- _WORK TASK_:
For the entries below, state how many lines contain the string "croissant". Add nothing else.

Point localization data:
★ ★ ★

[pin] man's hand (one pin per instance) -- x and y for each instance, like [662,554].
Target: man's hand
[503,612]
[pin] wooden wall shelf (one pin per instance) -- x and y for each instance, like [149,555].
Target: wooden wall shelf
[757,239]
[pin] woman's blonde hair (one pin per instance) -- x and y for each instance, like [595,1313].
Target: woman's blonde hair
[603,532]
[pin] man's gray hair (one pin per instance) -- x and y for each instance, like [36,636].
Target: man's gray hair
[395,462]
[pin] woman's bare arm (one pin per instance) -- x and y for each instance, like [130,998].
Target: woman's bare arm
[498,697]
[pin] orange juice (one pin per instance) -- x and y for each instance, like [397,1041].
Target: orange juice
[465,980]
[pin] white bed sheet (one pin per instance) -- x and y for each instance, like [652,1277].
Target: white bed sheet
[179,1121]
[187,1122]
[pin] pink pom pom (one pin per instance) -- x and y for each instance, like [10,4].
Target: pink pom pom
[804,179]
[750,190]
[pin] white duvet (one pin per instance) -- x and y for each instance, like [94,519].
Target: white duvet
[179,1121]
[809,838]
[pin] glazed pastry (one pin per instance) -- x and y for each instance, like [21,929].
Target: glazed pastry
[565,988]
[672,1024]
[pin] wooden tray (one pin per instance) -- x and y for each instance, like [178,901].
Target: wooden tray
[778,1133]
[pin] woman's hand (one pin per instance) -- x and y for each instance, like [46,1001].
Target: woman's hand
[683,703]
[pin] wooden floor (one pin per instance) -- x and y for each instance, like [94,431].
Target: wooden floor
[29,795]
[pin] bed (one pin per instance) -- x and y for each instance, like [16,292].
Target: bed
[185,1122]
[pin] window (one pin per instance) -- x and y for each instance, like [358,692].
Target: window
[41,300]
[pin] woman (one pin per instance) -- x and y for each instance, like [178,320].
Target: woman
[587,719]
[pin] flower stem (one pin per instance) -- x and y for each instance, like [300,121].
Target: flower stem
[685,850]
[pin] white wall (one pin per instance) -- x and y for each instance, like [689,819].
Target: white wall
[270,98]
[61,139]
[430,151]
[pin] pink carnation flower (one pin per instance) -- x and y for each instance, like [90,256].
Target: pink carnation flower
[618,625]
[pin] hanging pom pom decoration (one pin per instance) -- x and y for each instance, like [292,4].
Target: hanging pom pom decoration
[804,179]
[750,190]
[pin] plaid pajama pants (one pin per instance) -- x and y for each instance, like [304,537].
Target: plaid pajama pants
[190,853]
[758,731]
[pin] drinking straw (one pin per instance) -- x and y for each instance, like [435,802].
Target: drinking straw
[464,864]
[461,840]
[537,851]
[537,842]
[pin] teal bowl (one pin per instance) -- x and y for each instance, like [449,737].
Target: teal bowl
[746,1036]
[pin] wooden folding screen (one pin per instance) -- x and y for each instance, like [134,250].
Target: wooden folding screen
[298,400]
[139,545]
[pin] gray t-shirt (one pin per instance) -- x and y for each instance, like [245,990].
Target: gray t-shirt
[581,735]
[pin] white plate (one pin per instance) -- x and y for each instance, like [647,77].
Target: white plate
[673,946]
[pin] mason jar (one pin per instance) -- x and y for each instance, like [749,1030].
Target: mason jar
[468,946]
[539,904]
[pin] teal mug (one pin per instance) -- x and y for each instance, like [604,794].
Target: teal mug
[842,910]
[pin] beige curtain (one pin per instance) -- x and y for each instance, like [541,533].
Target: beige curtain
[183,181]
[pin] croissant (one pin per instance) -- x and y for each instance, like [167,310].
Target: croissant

★ ★ ★

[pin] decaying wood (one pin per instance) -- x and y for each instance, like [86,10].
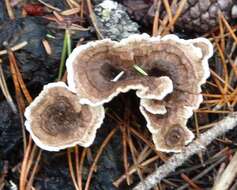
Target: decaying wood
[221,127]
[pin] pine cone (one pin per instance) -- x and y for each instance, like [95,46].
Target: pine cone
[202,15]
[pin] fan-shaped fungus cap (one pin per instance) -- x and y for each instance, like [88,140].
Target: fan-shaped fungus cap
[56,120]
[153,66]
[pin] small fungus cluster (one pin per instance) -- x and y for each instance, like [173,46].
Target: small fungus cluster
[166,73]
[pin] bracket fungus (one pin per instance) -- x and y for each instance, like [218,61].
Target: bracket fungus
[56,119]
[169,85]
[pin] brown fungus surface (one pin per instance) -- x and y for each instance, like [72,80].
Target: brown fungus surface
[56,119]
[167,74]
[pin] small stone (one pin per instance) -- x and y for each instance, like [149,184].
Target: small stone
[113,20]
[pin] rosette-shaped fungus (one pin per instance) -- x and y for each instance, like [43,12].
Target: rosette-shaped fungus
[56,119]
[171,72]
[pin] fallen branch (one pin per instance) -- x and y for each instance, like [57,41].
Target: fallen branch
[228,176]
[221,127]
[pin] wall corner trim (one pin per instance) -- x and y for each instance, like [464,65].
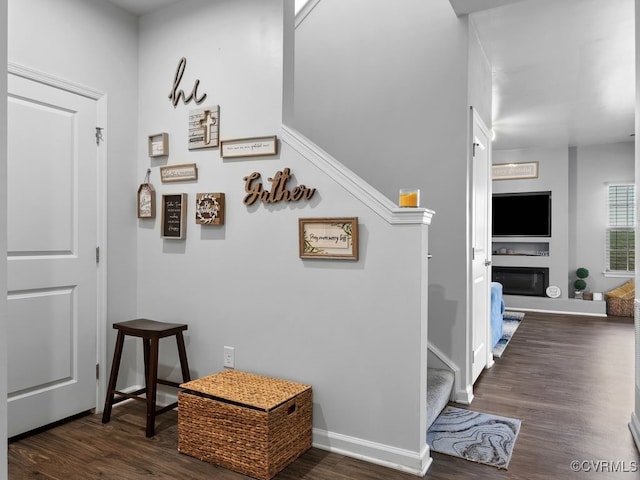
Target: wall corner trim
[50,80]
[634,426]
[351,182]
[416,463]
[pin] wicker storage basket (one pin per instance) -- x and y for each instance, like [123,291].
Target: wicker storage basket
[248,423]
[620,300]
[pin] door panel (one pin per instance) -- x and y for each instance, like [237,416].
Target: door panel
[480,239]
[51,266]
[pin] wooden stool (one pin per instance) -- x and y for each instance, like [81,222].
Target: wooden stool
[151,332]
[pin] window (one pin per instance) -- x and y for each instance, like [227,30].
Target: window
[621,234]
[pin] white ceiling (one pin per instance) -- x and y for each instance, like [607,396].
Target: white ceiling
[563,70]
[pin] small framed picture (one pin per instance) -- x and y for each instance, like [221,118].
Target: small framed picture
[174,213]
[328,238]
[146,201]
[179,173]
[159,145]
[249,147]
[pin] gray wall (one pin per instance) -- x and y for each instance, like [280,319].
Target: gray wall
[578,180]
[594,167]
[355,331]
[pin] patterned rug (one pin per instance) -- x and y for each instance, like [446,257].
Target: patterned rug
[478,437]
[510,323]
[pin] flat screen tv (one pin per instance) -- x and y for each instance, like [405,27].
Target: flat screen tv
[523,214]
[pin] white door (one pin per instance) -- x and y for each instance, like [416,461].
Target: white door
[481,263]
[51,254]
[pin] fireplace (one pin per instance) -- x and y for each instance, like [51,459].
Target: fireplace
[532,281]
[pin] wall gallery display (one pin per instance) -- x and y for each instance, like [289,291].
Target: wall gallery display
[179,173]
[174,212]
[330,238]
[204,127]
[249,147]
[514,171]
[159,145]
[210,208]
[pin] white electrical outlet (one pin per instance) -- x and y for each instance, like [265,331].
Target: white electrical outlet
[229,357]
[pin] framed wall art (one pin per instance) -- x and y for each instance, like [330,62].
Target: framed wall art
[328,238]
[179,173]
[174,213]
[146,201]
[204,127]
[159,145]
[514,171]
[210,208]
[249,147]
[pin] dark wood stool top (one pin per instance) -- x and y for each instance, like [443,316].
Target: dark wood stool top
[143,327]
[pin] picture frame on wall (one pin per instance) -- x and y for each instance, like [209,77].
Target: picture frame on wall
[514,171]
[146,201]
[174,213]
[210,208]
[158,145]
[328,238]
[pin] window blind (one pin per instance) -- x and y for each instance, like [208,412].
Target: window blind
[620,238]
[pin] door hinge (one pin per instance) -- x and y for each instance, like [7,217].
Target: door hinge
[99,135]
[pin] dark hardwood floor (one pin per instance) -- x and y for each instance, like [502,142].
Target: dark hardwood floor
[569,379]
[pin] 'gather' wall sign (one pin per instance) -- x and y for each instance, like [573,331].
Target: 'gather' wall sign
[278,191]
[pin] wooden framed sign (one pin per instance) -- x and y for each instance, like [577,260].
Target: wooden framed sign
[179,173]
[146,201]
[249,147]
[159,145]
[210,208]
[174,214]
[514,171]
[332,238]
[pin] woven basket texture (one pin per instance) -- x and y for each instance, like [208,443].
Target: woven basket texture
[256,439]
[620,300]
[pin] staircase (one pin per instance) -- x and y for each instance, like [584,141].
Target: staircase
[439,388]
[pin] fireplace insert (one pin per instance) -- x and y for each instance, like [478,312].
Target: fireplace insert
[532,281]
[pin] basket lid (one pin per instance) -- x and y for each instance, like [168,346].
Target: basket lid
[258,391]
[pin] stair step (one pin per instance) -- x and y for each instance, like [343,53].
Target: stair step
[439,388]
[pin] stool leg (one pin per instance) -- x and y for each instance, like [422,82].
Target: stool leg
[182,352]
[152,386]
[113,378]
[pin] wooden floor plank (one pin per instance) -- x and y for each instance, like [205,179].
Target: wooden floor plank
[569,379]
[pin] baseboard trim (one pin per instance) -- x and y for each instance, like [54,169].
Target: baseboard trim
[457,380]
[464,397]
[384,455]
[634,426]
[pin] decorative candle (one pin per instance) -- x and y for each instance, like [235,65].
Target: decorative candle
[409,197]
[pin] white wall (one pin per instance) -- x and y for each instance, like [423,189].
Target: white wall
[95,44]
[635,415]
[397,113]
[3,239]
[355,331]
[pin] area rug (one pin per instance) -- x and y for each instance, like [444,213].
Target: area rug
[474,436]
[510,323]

★ ★ ★

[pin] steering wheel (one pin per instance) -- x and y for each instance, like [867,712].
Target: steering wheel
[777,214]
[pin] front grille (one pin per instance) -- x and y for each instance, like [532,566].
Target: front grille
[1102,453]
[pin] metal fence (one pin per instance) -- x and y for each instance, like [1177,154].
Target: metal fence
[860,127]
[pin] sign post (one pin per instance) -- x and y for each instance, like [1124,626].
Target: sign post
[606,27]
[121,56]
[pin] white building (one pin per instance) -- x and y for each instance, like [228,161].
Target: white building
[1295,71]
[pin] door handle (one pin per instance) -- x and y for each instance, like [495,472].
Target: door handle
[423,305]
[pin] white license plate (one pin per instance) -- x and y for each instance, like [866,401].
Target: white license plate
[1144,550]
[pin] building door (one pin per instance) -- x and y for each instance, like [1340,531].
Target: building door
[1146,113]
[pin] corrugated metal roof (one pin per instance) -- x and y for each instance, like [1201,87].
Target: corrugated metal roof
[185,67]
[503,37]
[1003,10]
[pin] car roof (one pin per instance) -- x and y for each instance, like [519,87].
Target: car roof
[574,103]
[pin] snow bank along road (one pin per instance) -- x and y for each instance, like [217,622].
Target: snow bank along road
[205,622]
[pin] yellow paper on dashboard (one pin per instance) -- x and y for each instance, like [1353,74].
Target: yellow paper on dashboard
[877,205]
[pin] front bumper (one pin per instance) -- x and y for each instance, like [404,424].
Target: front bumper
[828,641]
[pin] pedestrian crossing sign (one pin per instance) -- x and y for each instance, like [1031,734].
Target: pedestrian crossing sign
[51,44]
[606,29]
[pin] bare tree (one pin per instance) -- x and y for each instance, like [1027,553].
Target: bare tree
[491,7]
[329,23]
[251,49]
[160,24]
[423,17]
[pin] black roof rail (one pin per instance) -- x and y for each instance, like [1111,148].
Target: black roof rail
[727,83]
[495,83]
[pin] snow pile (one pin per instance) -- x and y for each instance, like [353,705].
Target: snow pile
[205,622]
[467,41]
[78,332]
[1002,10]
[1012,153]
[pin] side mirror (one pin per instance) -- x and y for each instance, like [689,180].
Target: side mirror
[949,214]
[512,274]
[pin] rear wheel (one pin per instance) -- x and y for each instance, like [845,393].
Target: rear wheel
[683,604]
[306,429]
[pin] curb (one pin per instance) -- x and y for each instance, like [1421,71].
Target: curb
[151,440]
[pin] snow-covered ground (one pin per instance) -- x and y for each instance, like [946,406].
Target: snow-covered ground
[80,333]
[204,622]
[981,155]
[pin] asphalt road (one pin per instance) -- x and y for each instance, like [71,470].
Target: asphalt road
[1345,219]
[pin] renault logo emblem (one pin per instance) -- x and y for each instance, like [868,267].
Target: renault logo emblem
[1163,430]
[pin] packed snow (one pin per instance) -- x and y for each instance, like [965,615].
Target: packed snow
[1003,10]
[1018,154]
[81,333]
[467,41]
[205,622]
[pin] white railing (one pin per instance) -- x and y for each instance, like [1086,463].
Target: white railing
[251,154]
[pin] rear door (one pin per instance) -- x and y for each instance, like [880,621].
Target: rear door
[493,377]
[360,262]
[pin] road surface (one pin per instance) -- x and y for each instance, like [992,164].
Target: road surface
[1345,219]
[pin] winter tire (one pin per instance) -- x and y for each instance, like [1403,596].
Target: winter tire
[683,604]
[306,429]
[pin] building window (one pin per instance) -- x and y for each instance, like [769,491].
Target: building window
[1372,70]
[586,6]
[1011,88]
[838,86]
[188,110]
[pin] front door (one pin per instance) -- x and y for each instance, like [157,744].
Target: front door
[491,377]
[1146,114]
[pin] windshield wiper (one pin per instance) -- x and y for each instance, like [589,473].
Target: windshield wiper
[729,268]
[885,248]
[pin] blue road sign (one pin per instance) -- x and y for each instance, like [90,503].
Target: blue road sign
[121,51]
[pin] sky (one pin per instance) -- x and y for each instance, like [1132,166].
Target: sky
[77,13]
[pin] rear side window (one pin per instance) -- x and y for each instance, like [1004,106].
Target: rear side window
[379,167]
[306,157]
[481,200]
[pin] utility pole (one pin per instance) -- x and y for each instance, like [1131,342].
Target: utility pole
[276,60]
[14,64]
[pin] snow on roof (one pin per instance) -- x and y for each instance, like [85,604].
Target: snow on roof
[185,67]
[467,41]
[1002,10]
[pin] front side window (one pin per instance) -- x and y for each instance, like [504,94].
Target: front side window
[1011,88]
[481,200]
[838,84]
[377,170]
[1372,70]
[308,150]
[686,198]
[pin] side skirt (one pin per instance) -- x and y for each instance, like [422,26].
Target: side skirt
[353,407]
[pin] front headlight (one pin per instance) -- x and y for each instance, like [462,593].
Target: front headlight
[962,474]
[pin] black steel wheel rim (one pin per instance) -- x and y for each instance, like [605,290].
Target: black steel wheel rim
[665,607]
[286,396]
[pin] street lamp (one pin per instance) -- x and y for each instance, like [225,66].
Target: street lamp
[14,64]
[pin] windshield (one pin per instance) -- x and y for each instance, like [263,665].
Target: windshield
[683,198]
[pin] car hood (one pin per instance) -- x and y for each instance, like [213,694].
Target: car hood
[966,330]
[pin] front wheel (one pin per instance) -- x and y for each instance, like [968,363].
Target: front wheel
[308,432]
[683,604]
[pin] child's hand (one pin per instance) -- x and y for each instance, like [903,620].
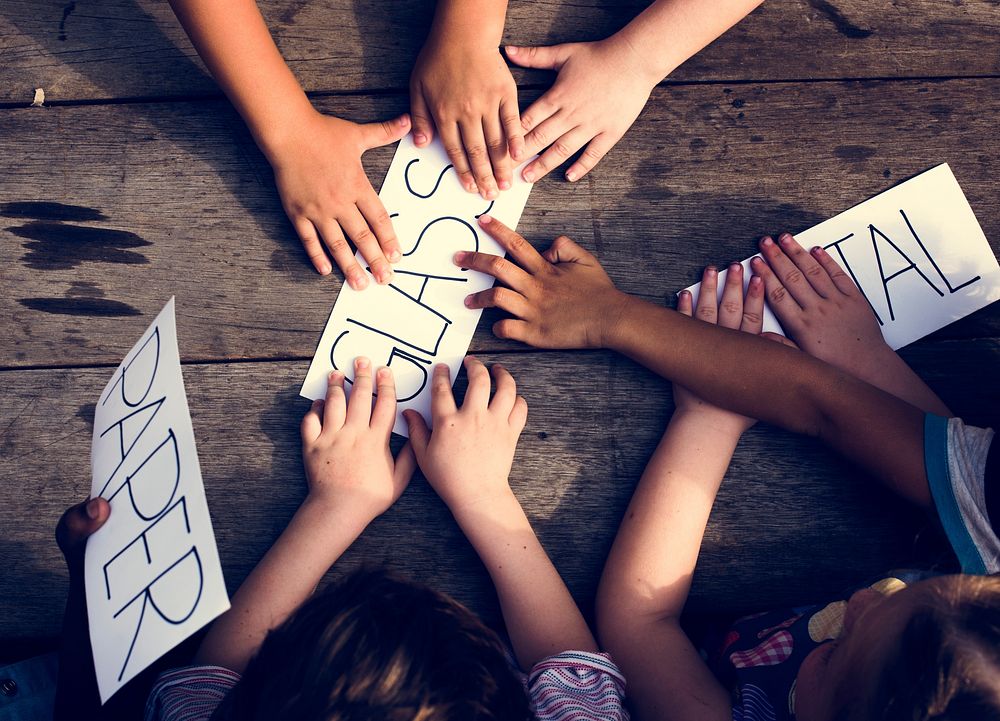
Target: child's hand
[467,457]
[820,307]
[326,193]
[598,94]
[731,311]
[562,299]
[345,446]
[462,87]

★ ★ ★

- _SOLUTION TO THIS PROBLEM_:
2